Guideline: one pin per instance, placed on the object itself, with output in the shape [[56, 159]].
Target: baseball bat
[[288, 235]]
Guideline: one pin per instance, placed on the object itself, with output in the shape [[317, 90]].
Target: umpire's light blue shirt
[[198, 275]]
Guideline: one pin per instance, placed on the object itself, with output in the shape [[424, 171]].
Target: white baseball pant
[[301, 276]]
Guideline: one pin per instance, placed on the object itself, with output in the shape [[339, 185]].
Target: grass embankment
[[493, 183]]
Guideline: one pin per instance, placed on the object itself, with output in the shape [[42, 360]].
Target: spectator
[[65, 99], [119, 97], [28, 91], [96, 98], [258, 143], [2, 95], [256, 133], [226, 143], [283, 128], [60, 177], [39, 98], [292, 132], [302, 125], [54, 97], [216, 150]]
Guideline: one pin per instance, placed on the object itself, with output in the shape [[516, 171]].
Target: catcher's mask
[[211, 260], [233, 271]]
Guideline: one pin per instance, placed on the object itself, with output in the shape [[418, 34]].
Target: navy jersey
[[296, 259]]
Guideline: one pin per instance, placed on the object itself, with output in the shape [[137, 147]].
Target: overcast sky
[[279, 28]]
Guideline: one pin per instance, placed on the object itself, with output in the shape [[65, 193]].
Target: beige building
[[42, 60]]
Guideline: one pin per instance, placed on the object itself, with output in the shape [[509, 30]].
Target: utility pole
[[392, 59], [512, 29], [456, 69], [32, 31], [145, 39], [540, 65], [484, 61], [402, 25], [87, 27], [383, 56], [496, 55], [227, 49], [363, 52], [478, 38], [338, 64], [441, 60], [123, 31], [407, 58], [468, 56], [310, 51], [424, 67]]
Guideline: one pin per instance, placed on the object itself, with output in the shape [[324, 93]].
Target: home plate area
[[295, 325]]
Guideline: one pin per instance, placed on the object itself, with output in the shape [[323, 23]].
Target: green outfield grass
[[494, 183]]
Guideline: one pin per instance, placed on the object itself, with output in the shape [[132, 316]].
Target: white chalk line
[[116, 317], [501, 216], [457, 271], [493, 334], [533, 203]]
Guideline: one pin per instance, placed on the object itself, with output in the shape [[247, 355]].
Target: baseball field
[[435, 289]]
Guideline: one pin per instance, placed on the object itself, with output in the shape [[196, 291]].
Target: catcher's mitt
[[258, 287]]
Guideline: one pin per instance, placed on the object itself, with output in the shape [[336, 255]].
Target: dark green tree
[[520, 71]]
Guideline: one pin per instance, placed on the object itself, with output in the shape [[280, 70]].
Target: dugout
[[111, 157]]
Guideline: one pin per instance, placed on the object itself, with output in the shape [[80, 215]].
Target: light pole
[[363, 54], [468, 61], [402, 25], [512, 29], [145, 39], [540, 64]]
---------------
What is asked:
Print every line above again, word for word, with no changes.

Completed exercise:
Guideline: one pin per instance, placed on the object itself, with output in the shape [[56, 159]].
Target: baseball bat
[[288, 235]]
Guideline: one pin per instance, placed on the object itself, with output in the shape [[317, 90]].
Target: umpire's light blue shirt
[[198, 275]]
Guideline: one pin per instance, placed on the object itself, with output in the shape [[424, 171]].
Target: white baseball pant
[[301, 276]]
Guideline: one pin per instance, placed on the object itself, with output in the shape [[339, 185]].
Target: grass embankment
[[493, 183]]
Guideline: one pin per instance, placed on the object itself, with output in the shape [[42, 360]].
Target: spectator
[[65, 99], [119, 97], [28, 91], [96, 98], [258, 143], [2, 95], [256, 133], [226, 143], [283, 128], [60, 177], [39, 98], [292, 132], [302, 125], [54, 97], [216, 150]]
Guideline: one pin per instance, placed on the object itself, with output in the shape [[516, 171]].
Target: catcher's mask
[[211, 260], [233, 271]]
Guideline: one pin per instance, placed on the object itself, with output in the shape [[418, 34]].
Target: navy jersey
[[296, 259]]
Guideline: one pin per instance, placed on the object itself, with output in the shape [[137, 147]].
Target: overcast sky
[[279, 28]]
Guideline: one pin per instance, placed on the object itself, with output in the shape [[65, 193]].
Target: beige building
[[42, 60]]
Guideline: one pin per instance, placed on the object itself, with output in the shape [[509, 30]].
Target: utility pole
[[392, 59], [512, 29], [456, 69], [32, 31], [145, 39], [540, 65], [484, 61], [402, 25], [87, 27], [383, 56], [496, 55], [227, 49], [363, 52], [478, 38], [338, 64], [441, 60], [123, 31], [407, 58], [468, 56], [310, 51], [424, 67]]
Guideline: one pin per instance, placed on the object itself, with output in the shape [[324, 93]].
Target: home plate area
[[295, 325]]
Guideline: one pin per instance, placed on the object itself, with output in the shape [[323, 23]].
Target: green outfield grass
[[494, 183]]
Guideline: one pin per instance, placed on the object itself, with output in the shape [[132, 316]].
Target: white chalk line
[[116, 317], [501, 216], [457, 271], [493, 334], [533, 203]]
Guideline: one pin per instance, placed on the object itself, with output in the shape [[247, 355]].
Target: baseball field
[[435, 289]]
Guideline: one pin per instance, placed on the object itself, with output in the shape [[196, 291]].
Target: catcher's mitt
[[258, 287]]
Guideline: one pin per instance, placed on the object itself, with output in the shape [[336, 255]].
Target: dark green tree
[[520, 71]]
Guideline: one pin per instance, placed on the object itself, with output in the shape [[280, 70]].
Target: dugout
[[111, 157]]
Guideline: one pin per instance, placed on the object itself, with output in the shape [[80, 215]].
Target: light pole
[[363, 54], [468, 61], [402, 25], [512, 29], [145, 39], [540, 64]]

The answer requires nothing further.